__WRITTEN PROBLEM__
Your job is to restate each entry word for word.

** START OF GIVEN INFORMATION **

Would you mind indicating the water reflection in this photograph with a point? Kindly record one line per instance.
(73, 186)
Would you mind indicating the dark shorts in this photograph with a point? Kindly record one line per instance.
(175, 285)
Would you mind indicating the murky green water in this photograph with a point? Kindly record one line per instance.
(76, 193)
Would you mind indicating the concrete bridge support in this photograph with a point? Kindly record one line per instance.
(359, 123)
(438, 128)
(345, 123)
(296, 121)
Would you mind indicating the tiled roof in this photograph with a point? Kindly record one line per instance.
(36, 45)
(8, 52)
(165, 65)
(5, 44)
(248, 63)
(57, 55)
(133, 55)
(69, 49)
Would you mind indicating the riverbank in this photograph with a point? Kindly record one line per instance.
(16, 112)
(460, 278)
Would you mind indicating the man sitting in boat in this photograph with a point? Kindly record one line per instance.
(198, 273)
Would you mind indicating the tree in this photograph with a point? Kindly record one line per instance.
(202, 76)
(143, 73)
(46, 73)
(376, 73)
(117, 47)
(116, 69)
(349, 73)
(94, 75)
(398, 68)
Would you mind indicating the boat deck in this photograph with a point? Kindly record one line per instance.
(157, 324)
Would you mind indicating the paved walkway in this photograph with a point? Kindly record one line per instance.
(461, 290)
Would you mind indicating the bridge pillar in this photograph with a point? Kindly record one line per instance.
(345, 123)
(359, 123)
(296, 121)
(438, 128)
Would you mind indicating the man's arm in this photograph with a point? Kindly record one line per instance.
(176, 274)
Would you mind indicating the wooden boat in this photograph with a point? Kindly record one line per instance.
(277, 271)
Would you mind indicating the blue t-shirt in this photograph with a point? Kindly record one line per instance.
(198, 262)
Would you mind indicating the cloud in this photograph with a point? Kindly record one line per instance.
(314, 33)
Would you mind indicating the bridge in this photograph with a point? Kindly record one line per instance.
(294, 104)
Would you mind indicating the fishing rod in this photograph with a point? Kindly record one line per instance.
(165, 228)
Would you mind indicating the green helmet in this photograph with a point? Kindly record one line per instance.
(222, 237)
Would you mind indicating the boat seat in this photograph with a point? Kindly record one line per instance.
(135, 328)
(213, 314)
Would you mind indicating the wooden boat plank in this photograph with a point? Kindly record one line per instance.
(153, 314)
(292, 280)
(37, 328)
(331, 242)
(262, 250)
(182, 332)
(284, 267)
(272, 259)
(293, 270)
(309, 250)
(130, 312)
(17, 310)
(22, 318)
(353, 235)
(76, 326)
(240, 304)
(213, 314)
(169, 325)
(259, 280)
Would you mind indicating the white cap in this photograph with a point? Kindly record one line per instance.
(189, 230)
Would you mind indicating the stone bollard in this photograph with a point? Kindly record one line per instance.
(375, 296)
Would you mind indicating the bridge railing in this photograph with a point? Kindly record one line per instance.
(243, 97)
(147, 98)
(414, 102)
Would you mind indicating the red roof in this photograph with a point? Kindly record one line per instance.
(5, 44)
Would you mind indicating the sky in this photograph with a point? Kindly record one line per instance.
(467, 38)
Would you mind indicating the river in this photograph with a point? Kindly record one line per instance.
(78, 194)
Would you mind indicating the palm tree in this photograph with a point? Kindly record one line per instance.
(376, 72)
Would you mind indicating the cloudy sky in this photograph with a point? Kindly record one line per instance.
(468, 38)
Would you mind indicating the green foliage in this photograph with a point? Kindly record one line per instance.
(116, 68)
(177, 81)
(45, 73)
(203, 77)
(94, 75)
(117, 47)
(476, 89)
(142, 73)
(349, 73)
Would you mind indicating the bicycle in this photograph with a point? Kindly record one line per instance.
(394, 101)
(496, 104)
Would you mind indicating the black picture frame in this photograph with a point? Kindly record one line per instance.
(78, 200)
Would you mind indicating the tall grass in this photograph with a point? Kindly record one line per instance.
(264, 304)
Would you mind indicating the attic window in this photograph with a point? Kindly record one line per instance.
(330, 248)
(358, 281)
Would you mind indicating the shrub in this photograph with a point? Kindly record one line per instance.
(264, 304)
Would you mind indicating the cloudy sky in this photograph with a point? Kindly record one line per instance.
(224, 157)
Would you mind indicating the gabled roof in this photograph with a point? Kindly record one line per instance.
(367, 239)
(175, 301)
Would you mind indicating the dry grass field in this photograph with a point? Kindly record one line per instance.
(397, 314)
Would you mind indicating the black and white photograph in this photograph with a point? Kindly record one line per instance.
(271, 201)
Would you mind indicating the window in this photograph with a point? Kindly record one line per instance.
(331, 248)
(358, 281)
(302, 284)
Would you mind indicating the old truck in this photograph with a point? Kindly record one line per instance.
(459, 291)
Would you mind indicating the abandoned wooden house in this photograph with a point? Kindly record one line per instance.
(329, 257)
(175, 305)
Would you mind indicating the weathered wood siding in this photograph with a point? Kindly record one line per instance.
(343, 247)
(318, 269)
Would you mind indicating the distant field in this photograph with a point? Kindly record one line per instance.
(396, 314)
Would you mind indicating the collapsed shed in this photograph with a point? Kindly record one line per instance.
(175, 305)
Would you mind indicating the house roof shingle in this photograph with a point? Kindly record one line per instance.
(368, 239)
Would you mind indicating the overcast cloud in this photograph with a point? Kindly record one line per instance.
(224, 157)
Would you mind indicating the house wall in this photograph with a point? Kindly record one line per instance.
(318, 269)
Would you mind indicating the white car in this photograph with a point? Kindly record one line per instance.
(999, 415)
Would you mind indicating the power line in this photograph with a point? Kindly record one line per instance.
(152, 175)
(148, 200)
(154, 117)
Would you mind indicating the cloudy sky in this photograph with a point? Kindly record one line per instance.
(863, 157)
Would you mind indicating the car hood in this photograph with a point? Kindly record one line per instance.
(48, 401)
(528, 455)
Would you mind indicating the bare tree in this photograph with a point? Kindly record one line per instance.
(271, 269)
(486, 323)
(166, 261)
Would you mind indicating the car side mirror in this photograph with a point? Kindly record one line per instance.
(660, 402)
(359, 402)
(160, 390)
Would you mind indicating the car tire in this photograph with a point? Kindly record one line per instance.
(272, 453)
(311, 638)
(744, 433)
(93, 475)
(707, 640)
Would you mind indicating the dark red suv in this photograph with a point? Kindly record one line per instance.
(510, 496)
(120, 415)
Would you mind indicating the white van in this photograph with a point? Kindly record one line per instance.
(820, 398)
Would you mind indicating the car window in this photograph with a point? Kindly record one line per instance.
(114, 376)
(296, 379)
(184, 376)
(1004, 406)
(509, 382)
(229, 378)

** END OF GIVEN INFORMATION **

__CORRECT OUTPUT__
Would you mind indicating the water reflection in this photograph with a point? Kindly record one line per instance.
(73, 186)
Would you mind indicating the dark shorts in this photograph with a point? Kindly record one line per instance.
(175, 285)
Would you mind indicating the murky green water in this photograph with a point? Kindly record one line per instance.
(76, 193)
Would you mind indicating the concrete bridge support in this photograph with a point? Kindly record one line per instance.
(359, 123)
(438, 128)
(345, 123)
(296, 121)
Would you mind indicating the tiled roof in this photograph with a point? Kindly record one line per instance.
(36, 45)
(8, 52)
(165, 65)
(5, 44)
(248, 63)
(57, 55)
(133, 55)
(69, 49)
Would you mind indicating the riverbank in this photograph with a point? Kindly record one line per instance.
(16, 112)
(460, 278)
Would you mind indicating the man sitting in boat in this photograph with a point? Kindly record one line per instance.
(198, 273)
Would you mind indicating the tree in this photograph with a point? Kindly record one line per instance.
(202, 76)
(143, 73)
(46, 73)
(376, 73)
(117, 47)
(116, 69)
(349, 73)
(94, 75)
(398, 68)
Would you mind indicating the boat deck in this photograph with a point? Kindly record one line per instance.
(157, 324)
Would you mind indicating the paved walkway in this photograph with a point? Kindly record one line per instance.
(461, 290)
Would you mind indicating the bridge pillar in this photograph with a point? Kindly record one line per instance.
(345, 123)
(359, 123)
(296, 121)
(438, 128)
Would you mind indicating the man's arm in this photograph with a point? Kindly record one line per instance.
(176, 274)
Would you mind indicating the wooden boat in this photograph with a point? Kindly record one line per instance.
(277, 271)
Would you mind indicating the blue t-shirt in this photograph with a point? Kindly record one line per instance.
(198, 262)
Would you mind indicating the cloud in this photograph with a point? Kindly record one line per instance.
(314, 33)
Would you mind indicating the bridge in this photograph with a point? Kindly record one line per instance.
(294, 104)
Would you mind indicating the fishing rod in this photograph with a point? Kindly record one line per instance.
(165, 228)
Would you mind indicating the green helmet in this photograph with a point? Kindly record one line per instance.
(222, 237)
Would you mind indicating the boat seat in this photograph with a point? Kindly record one line per instance.
(135, 328)
(213, 314)
Would you mind indicating the wooden boat plank in this photograph with a point? Kindly record one line per instance.
(153, 314)
(292, 280)
(37, 328)
(331, 242)
(262, 250)
(182, 332)
(284, 267)
(272, 259)
(293, 270)
(309, 250)
(130, 312)
(17, 310)
(22, 318)
(353, 235)
(76, 326)
(240, 304)
(213, 314)
(169, 325)
(259, 280)
Would you mind indicating the white cap in this photograph with a point? Kindly record one line per instance.
(189, 230)
Would you mind indicating the stone bollard in this photograph with a point? Kindly record one line per instance.
(375, 296)
Would you mind indicating the bridge railing in this photograph with a point? Kindly record one line per instance.
(243, 97)
(147, 98)
(414, 102)
Would you mind indicating the red roof in this photograph with a point? Kindly record one line per instance.
(5, 44)
Would you mind indicating the sky in this photograph with a point? Kindly record one line per instance.
(467, 38)
Would you mind indicating the river in this photograph with a point? Kindly record one line per instance.
(78, 194)
Would you mind indicating the palm tree in this photograph with a point? Kindly record one line per instance.
(376, 72)
Would you mind indicating the cloudy sky in this photograph with a point? Kindly record one line per instance.
(468, 38)
Would you mind indicating the green foliage in this photograph with a point? Kindly record one line per instance.
(116, 68)
(177, 81)
(45, 73)
(203, 77)
(94, 75)
(117, 47)
(476, 89)
(142, 73)
(349, 73)
Would you mind indicating the bicycle in this photograph with a point? Kindly record one line per instance.
(394, 101)
(496, 104)
Would you mind indicating the black picture frame in this photograph with a point? Kindly record one line per instance.
(78, 200)
Would you mind indicating the tall grass in this photograph with a point? Kindly record one line per instance.
(264, 304)
Would you mind indicating the attic window in this photograph with a point? Kindly record one line per instance.
(330, 248)
(358, 281)
Would you mind indicating the shrub in this photograph with a point? Kindly record one line per instance.
(264, 304)
Would you mind indicating the cloudy sky in this photograph with a point? Kindly record one line per instance.
(224, 157)
Would you mind indicating the gabled roof in this photograph with a point? Kindly record one line per instance.
(367, 239)
(175, 301)
Would you mind indicating the dry grass field in this photograph with a point? Kindly record one line per instance.
(397, 314)
Would you mind indicating the black and white photograph in this photograph with a point? Kindly record one line per instance.
(271, 201)
Would you mind indicating the window in this photograph with a point? Kindly record one line per instance.
(331, 248)
(358, 281)
(302, 284)
Would you mind indicating the old truck in this photograph with a point? Kindly record one line per instance.
(459, 291)
Would you mind indicating the abandoned wooden house in this photograph with a point? Kindly record one line per instance.
(329, 257)
(175, 305)
Would you mind indicating the weathered wood siding in this photograph with a point? Kindly record one line per instance.
(343, 247)
(318, 269)
Would you mind indicating the distant field in this photograph with a point? Kindly record one line per instance.
(396, 314)
Would you mind indicating the collapsed shed in this photograph with a point? Kindly record one line per instance.
(175, 305)
Would you mind indicating the house roof shingle in this photograph with a point? Kindly record one line per instance.
(368, 239)
Would you mind indicating the overcast cloud in this photograph with a point? Kindly record one line per instance.
(224, 157)
Would you mind indicating the house wall in this photograph with a point? Kindly record one line per instance.
(318, 269)
Would you mind indicating the white car in this photograph with a point? Kindly record one line per instance.
(999, 415)
Would you mind indicating the power line in this photograph with a point? Kindly record one line per instance.
(152, 175)
(148, 200)
(154, 117)
Would you mind indicating the cloudy sky in this photograph with a point? Kindly record one line per instance.
(863, 157)
Would you mind indicating the car hood in this photograph with a point? Kindly record one line per instance.
(48, 401)
(528, 455)
Would you mind indicating the bare tree in this photograph with a point? Kindly record one line per instance.
(271, 269)
(486, 323)
(166, 261)
Would you mind indicating the car side mirror in this photograph with a point? Kindly record one line per instance.
(660, 402)
(359, 402)
(160, 390)
Would you mind indicating the car tire in this photograph with a point? Kindly record one line per instance.
(272, 453)
(311, 638)
(744, 433)
(93, 475)
(707, 640)
Would you mind indicating the dark red suv in this photograph with a point? Kindly record one line per instance.
(510, 496)
(120, 415)
Would you mind indicating the white van in this photograph with a point? Kindly record one line per instance.
(820, 398)
Would you mind indicating the car window in this photograph with a point? Kindly record one line per instance.
(114, 376)
(296, 379)
(184, 376)
(1004, 406)
(509, 382)
(229, 378)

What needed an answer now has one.